Selected excerpt:
-*-*-

City officials and residents in Hamburg are also losing patience with the level of chaos there in Europe’s most famous nightlife district, the Reeperbahn. The behavior exhibited by some drinking teens has “changed dramatically,” says Ulrich Wagner, head of the local Davidwache police station. The proportion of crimes committed under the influence of alcohol in the St. Pauli area, which encompasses the Reeperbahn, lies at 42 percent — or three times the citywide average for Hamburg. Since drunks have been known to strike passersby with bottles, the city’s senate has now banned glasses and bottles from the Reeperbahn at night.
Rainer Thomasius, a physician specializing in addiction research at the University Medical Center Hamburg-Eppendorf, considers it an “absolutely reasonable approach” to make the area surrounding the Reeperbahn at least partially dry. Germany makes it much too easy, he says, for minors to get drunk any time and anywhere. Thomasius also thinks that it is “utterly wrong” that a six-pack of beer sometimes costs less than €2 ($2.90). He says these give-away prices are partly responsible for the fact that more and more young people are finding wild drinking binges that ultimately bring them to his clinic.
Throughout Germany’s cities and states, there is a wide range of ideas being bandied about, but they all relate to the same thing: how to spoil the fun for these pedestrian-zone partiers. Baden-Württemberg wants to cut off their access to more supplies by forbidding gas stations and newsstands from selling alcohol between 11 p.m. and 5 a.m. Police there also started conducting checks last week on teenagers carrying soft drink bottles to see if they had spiked them with vodka.
The state of Lower Saxony, on the other hand, has started sending young mystery shoppers to sniff out supermarkets that sell beer and liquor to 13-, 14- and 15-year-olds. And Sabine Bätzing, the federal government’s chief anti-drug official, is using a two-pronged positive approach of using “attractive leisure-time activities and informational campaigns” to lure minors away from drinking.

-*-*-

Material provided:
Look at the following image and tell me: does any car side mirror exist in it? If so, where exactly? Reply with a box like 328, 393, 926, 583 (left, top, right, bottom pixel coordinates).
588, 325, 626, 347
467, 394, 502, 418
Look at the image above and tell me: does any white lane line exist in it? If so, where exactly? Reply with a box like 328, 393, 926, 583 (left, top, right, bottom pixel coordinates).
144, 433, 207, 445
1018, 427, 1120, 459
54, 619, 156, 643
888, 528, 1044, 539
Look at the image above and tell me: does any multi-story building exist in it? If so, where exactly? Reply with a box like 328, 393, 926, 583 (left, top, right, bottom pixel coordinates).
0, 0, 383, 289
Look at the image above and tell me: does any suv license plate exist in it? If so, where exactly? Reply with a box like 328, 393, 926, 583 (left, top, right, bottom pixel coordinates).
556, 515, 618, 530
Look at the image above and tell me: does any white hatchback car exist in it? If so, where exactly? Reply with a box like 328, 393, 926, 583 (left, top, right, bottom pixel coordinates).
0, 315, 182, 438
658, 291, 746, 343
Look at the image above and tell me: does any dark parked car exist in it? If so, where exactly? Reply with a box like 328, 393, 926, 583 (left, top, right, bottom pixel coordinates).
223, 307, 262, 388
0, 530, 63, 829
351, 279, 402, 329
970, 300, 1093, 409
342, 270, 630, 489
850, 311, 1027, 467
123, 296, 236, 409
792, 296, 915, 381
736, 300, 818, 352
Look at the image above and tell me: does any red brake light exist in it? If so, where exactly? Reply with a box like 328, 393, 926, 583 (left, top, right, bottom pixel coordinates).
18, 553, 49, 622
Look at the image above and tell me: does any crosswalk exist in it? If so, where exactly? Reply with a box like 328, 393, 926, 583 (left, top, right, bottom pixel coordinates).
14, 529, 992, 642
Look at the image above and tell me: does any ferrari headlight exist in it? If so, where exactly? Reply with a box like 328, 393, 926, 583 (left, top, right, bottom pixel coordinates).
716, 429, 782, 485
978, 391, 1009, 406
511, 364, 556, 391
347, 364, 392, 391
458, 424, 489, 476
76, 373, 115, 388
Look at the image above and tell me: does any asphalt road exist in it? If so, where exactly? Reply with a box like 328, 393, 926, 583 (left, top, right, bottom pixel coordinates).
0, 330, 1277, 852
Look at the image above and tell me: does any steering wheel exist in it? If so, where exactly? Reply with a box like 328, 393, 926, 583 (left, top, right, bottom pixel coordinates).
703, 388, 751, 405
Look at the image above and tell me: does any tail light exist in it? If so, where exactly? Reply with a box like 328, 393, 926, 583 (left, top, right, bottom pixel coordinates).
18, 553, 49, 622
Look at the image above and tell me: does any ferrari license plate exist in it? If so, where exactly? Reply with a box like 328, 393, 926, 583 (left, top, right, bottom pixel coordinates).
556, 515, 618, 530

-*-*-

Instructions:
**1.** Answer these questions from the text on teen drinking in Germany, one per line:
(a) What share of crimes in the St. Pauli area is committed under the influence of alcohol?
(b) Between which hours does Baden-Württemberg want to stop gas stations and newsstands from selling alcohol?
(c) Whom has Lower Saxony started sending to supermarkets?
**2.** Name every person mentioned in the text on teen drinking in Germany.
**3.** Continue the text on teen drinking in Germany from its last sentence.

Results of the tasks:
**1.**
(a) 42 percent
(b) Between 11 p.m. and 5 a.m.
(c) Young mystery shoppers

**2.**
Ulrich Wagner
Rainer Thomasius
Sabine Bätzing

**3.**
Moving Targets
Wolf-Egbert Rosenzweig is the mayor of Neu Wulmstorf, a town of 20,000 just outside Hamburg. He has already tried just such a positive approach. He hired social workers to counsel teens on the streets, and he gave the local youth center more funding. But even after months of funding and counseling, no one succeeded in winning the teens’ trust. Unimpressed by the government’s efforts, the first young drinkers still turned up in the town’s marketplace in the early afternoon to get plastered on cheap beer bought at a nearby discount shop.
Still, word had already gotten out that Neu Wulmstorf was a happening place, and more teens started showing up on its streets. Pedestrians felt threatened by the young drinkers, sales at retail shops and restaurants took a nosedive, and residents of a nearby retirement home complained about garbage and dirty benches.
The town decided to take a tougher approach, but it’s been hard to implement. There simply aren’t enough police officers and public safety officials to constantly keep their eyes on what’s happening and pinpoint individual wrongdoers each time while staying within their legal boundaries.
Ultimately, after a 15-year-old girl was found unconscious and covered in vomit on the edge of the marketplace, Rosenzweig and the town council threw all caution to the wind — and imposed an alcohol ban. Now drinking is only allowed in the town’s marketplace under one set of circumstances — when newlywed couples want to have a champagne toast after their marriage ceremony.
In the beginning, local teens demonstrated against the ban and demanded that it be at least partly lifted. But Rosenzweig didn’t budge.
The teens eventually gave up their protests, but the mayor still hasn’t gotten rid of the real problem. The owner of a local gas station recently complained to him that the drunken youths were back, only this time they were on his property.